INSTRUCTIONS FOR THE TASK:
Print every line of the listing exactly, please.

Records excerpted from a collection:
-----

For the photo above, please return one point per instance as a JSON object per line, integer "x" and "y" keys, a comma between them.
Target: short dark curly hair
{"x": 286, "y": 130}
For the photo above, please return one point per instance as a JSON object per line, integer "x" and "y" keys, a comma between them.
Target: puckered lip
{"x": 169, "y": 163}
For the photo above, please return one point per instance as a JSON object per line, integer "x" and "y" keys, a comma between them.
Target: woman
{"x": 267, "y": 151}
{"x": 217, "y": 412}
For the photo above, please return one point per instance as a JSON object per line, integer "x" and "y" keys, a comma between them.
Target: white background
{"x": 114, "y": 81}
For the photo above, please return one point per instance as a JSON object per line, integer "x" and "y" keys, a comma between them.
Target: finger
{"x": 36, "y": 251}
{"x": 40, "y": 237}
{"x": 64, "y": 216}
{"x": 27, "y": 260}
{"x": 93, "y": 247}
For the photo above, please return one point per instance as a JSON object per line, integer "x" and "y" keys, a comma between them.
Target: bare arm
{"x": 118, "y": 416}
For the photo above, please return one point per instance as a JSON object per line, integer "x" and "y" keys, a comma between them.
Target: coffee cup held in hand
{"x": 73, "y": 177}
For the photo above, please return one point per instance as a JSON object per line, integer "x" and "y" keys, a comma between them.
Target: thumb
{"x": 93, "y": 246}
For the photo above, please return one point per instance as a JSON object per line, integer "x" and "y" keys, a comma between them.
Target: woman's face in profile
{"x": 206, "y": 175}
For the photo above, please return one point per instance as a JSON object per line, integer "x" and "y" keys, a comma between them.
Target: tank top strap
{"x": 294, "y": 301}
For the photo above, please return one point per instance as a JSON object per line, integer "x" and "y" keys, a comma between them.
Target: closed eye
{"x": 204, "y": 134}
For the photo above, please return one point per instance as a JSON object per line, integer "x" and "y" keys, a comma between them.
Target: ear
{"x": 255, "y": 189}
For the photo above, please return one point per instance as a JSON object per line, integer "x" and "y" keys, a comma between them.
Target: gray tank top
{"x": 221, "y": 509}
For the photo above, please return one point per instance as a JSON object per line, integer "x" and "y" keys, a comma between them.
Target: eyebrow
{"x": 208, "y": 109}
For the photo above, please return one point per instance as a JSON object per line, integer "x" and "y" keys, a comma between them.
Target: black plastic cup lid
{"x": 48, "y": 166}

-----

EXERCISE SOLUTION:
For the photo above, please return one point per instance as a JSON object per line, integer "x" and "y" keys, a comma between them.
Target: short dark curly hair
{"x": 286, "y": 130}
For the photo above, please return one point per instance as a JSON object per line, integer "x" and "y" keys, a comma between them.
Target: puckered lip
{"x": 169, "y": 163}
For the photo above, please return one point per instance as a JSON object per line, integer "x" and "y" keys, a comma between them.
Target: woman
{"x": 267, "y": 151}
{"x": 217, "y": 412}
For the photo above, please return one point per instance as a JSON object per line, integer "x" and "y" keys, a comma between them.
Target: white background
{"x": 114, "y": 81}
For the photo above, please return one point per instance as a JSON object per line, integer "x" and "y" keys, a comma between them.
Target: finger
{"x": 36, "y": 251}
{"x": 40, "y": 237}
{"x": 64, "y": 216}
{"x": 27, "y": 260}
{"x": 93, "y": 247}
For the photo above, please return one point per instance as a JSON object per line, integer "x" and "y" keys, a comma between them.
Target: bare arm
{"x": 118, "y": 416}
For the photo above, please return one point per instance as a JSON object per line, integer "x" and "y" keys, a comma between them.
Target: coffee cup held in hand
{"x": 73, "y": 177}
For the photo above, please return one point per instance as a JSON object per line, integer "x" and "y" keys, a comma between them.
Target: thumb
{"x": 93, "y": 246}
For the photo above, please return one point per instance as a JSON object per line, integer "x" and "y" keys, a comma between them.
Target: woman's face in profile
{"x": 206, "y": 175}
For the photo above, please return one point per instance as a JSON object per line, integer "x" and "y" keys, a comma between them.
Target: tank top strap
{"x": 294, "y": 301}
For the photo above, please return one point per instance as a JSON object per line, integer "x" and "y" keys, a comma between them.
Target: closed eye
{"x": 204, "y": 134}
For the photo above, please return one point per instance as a JSON object per line, integer "x" and "y" keys, a comma between them.
Target: ear
{"x": 255, "y": 189}
For the photo above, please return one point per instance as a JSON object per line, integer "x" and "y" keys, a comma between them.
Target: gray tank top
{"x": 221, "y": 509}
For the photo above, please return one point per instance as a JSON object per line, integer "x" and "y" keys, a comma between them.
Target: eyebrow
{"x": 208, "y": 109}
For the photo above, please return one point per instance as a JSON object per line, integer "x" and "y" keys, a comma between them.
Target: black plastic cup lid
{"x": 48, "y": 166}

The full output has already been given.